## BEGIN INFORMATION SHOWN

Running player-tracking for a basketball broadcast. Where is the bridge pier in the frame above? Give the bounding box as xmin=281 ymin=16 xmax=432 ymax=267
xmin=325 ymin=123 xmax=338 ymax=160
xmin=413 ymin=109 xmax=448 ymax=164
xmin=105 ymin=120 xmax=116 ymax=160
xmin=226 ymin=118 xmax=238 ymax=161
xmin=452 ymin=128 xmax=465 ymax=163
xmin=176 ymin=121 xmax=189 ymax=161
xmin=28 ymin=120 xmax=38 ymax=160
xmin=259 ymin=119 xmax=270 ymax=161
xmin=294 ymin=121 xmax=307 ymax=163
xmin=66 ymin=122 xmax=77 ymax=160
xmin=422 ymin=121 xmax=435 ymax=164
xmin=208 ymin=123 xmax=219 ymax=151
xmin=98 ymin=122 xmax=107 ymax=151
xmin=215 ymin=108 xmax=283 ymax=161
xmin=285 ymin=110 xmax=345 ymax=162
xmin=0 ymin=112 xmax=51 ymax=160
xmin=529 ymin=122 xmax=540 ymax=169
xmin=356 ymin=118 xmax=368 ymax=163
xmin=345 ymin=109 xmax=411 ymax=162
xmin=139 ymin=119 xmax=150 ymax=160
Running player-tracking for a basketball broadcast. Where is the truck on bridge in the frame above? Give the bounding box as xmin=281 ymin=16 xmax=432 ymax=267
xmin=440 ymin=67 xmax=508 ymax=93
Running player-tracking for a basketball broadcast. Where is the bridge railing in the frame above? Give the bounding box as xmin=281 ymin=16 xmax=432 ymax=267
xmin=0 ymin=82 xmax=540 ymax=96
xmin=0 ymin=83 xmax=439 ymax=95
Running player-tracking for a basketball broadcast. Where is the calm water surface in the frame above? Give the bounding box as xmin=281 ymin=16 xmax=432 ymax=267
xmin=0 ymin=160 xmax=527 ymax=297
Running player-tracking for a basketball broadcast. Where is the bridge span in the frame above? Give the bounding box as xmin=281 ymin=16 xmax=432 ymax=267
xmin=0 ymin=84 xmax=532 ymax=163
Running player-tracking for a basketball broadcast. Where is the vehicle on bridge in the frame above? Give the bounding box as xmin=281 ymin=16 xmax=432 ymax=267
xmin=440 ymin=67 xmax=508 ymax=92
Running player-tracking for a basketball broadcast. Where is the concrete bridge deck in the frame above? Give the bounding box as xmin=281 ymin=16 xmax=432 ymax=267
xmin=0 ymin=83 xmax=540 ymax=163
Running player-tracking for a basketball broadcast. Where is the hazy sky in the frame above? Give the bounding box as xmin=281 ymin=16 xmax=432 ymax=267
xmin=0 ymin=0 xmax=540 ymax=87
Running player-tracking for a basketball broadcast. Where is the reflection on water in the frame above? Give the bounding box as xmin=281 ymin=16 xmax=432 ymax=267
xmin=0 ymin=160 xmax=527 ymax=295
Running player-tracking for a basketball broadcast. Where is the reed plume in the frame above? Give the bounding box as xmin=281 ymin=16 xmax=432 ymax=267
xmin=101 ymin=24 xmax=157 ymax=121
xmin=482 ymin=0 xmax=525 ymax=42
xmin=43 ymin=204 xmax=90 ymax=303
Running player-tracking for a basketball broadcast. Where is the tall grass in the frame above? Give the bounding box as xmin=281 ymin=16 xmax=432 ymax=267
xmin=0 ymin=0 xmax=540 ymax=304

## END INFORMATION SHOWN

◆ REQUIRED TASK
Duplicate all of the material above, line for line, without changing anything.

◆ EXPECTED ANSWER
Running player-tracking for a basketball broadcast. Where is the bridge pier in the frame above? Give the bounding box as xmin=281 ymin=16 xmax=432 ymax=267
xmin=325 ymin=123 xmax=338 ymax=160
xmin=413 ymin=109 xmax=448 ymax=164
xmin=105 ymin=120 xmax=116 ymax=160
xmin=226 ymin=118 xmax=238 ymax=161
xmin=452 ymin=128 xmax=465 ymax=163
xmin=176 ymin=121 xmax=189 ymax=161
xmin=28 ymin=120 xmax=38 ymax=160
xmin=259 ymin=119 xmax=270 ymax=161
xmin=294 ymin=121 xmax=307 ymax=163
xmin=66 ymin=122 xmax=77 ymax=160
xmin=422 ymin=121 xmax=435 ymax=164
xmin=208 ymin=123 xmax=219 ymax=151
xmin=98 ymin=122 xmax=107 ymax=151
xmin=215 ymin=108 xmax=283 ymax=161
xmin=285 ymin=110 xmax=345 ymax=162
xmin=0 ymin=112 xmax=51 ymax=160
xmin=529 ymin=122 xmax=540 ymax=169
xmin=356 ymin=118 xmax=368 ymax=163
xmin=345 ymin=109 xmax=411 ymax=162
xmin=139 ymin=119 xmax=150 ymax=160
Running player-tracking for a basketball broadcast. Where is the truck on bridge in the frame above? Give the bounding box as xmin=281 ymin=16 xmax=432 ymax=267
xmin=440 ymin=67 xmax=508 ymax=93
Running player-tracking for a basketball broadcast. Where is the bridge railing in the frame above? Give the bounding box as xmin=281 ymin=16 xmax=432 ymax=267
xmin=0 ymin=82 xmax=540 ymax=96
xmin=0 ymin=83 xmax=439 ymax=95
Running player-tracking for a basketball broadcast. Where is the calm water surface in the frame above? Give the bounding box as xmin=281 ymin=16 xmax=432 ymax=267
xmin=0 ymin=160 xmax=527 ymax=297
Running player-tracking for a basketball broadcast. Where is the bridge span in the frame above? Give the bounding box as xmin=281 ymin=16 xmax=432 ymax=267
xmin=0 ymin=84 xmax=532 ymax=163
Running player-tracking for a basketball broadcast. Where is the vehicle on bridge in the frame above? Give the bounding box as xmin=281 ymin=16 xmax=432 ymax=267
xmin=440 ymin=67 xmax=508 ymax=92
Running player-tracking for a basketball broadcast. Where is the concrete bridge deck in the frame above? Give the bounding box as xmin=281 ymin=16 xmax=432 ymax=267
xmin=0 ymin=83 xmax=540 ymax=163
Running player-tracking for a basketball broadcast. Where is the hazy sky in the frame above? Give the bounding box as xmin=281 ymin=16 xmax=432 ymax=267
xmin=0 ymin=0 xmax=540 ymax=87
Running player-tracking for a basketball broadcast. Where is the reflection on water in the frame above? Give the bounding box as xmin=281 ymin=16 xmax=432 ymax=267
xmin=0 ymin=160 xmax=527 ymax=295
Running player-tracking for a basketball broadcast. Where is the reed plume in the frame above? Give the bounding box as xmin=281 ymin=16 xmax=432 ymax=267
xmin=101 ymin=24 xmax=157 ymax=121
xmin=482 ymin=0 xmax=525 ymax=42
xmin=43 ymin=204 xmax=90 ymax=303
Running player-tracking for a basketball broadcast. Where is the tall grass in the frame above? Give the bounding box as xmin=281 ymin=16 xmax=432 ymax=267
xmin=0 ymin=0 xmax=540 ymax=304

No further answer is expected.